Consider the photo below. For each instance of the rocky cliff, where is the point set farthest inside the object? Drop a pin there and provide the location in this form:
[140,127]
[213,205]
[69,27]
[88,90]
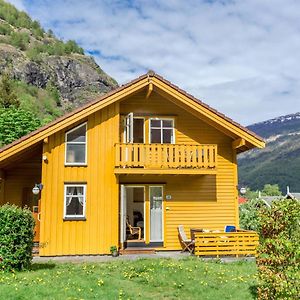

* [Task objective]
Count the lines above that contain the word "location" and give only the number.

* [Result of this task]
1